(WORK TO BE COMPLETED) Put every line of the data below into a Markdown table with two columns, Row and Line. Number the rows in order and leave out blank lines.
++++++
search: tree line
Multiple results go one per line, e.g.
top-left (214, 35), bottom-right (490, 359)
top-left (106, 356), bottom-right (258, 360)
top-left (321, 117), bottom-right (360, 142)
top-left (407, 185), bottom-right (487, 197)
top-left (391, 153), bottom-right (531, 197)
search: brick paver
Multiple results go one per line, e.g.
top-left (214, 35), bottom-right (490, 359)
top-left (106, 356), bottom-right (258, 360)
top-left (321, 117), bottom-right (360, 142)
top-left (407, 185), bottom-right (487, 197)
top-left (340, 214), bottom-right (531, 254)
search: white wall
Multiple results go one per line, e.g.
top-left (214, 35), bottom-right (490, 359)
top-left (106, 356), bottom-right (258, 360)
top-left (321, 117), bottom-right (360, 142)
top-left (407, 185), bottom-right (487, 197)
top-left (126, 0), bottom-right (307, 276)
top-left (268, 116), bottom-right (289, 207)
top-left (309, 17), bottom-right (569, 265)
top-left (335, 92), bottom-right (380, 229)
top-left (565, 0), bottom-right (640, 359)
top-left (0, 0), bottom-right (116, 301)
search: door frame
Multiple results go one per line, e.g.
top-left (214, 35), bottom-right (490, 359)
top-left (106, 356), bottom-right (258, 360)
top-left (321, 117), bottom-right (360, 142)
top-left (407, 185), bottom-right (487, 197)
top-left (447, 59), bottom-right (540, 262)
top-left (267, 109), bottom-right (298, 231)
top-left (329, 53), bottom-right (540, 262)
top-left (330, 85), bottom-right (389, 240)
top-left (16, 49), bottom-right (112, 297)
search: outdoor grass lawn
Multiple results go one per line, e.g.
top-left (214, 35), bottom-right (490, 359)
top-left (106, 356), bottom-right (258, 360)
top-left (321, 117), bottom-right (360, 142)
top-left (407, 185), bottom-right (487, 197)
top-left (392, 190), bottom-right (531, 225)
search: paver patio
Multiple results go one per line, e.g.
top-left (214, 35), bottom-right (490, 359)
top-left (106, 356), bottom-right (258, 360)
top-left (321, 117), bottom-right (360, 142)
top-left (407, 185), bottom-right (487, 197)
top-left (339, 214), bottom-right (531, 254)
++++++
(FINAL RESULT)
| Row | Line |
|---|---|
| 1 | search: tree line |
| 2 | Multiple results go one per line, e.g. |
| 3 | top-left (214, 35), bottom-right (490, 359) |
| 4 | top-left (106, 356), bottom-right (258, 360) |
| 5 | top-left (321, 117), bottom-right (360, 142) |
| 6 | top-left (407, 185), bottom-right (487, 197) |
| 7 | top-left (391, 153), bottom-right (531, 197) |
| 8 | search: brick paver |
| 9 | Multiple results go one per line, e.g. |
| 10 | top-left (214, 35), bottom-right (490, 359) |
| 11 | top-left (106, 356), bottom-right (258, 360) |
| 12 | top-left (321, 117), bottom-right (360, 142) |
| 13 | top-left (407, 185), bottom-right (487, 197) |
| 14 | top-left (340, 214), bottom-right (531, 254) |
| 15 | search: white wall |
| 16 | Multiple results go one per line, e.g. |
| 17 | top-left (214, 35), bottom-right (490, 359) |
| 18 | top-left (106, 356), bottom-right (258, 360) |
| 19 | top-left (321, 117), bottom-right (360, 142) |
| 20 | top-left (407, 185), bottom-right (487, 197) |
| 21 | top-left (126, 0), bottom-right (307, 276) |
| 22 | top-left (268, 116), bottom-right (289, 207) |
| 23 | top-left (309, 17), bottom-right (569, 265) |
| 24 | top-left (335, 92), bottom-right (380, 229) |
| 25 | top-left (565, 0), bottom-right (640, 359) |
| 26 | top-left (0, 0), bottom-right (116, 301) |
| 27 | search: door frame |
| 28 | Multiple results go one per line, e.g. |
| 29 | top-left (214, 35), bottom-right (490, 359) |
| 30 | top-left (106, 356), bottom-right (258, 360) |
| 31 | top-left (321, 117), bottom-right (360, 142) |
| 32 | top-left (407, 185), bottom-right (487, 197) |
| 33 | top-left (447, 59), bottom-right (540, 262) |
| 34 | top-left (267, 109), bottom-right (298, 231) |
| 35 | top-left (329, 53), bottom-right (540, 262) |
| 36 | top-left (330, 85), bottom-right (389, 240) |
| 37 | top-left (16, 49), bottom-right (112, 297) |
| 38 | search: outdoor grass lawn |
| 39 | Multiple results go one per line, e.g. |
| 40 | top-left (214, 35), bottom-right (490, 359) |
| 41 | top-left (106, 356), bottom-right (258, 360) |
| 42 | top-left (321, 117), bottom-right (360, 142) |
| 43 | top-left (407, 185), bottom-right (487, 197) |
| 44 | top-left (392, 190), bottom-right (531, 225) |
| 45 | search: paver patio |
| 46 | Multiple results go one per line, e.g. |
| 47 | top-left (214, 35), bottom-right (490, 359) |
| 48 | top-left (106, 356), bottom-right (258, 360) |
| 49 | top-left (321, 117), bottom-right (360, 142) |
| 50 | top-left (407, 185), bottom-right (487, 197) |
| 51 | top-left (339, 214), bottom-right (531, 254) |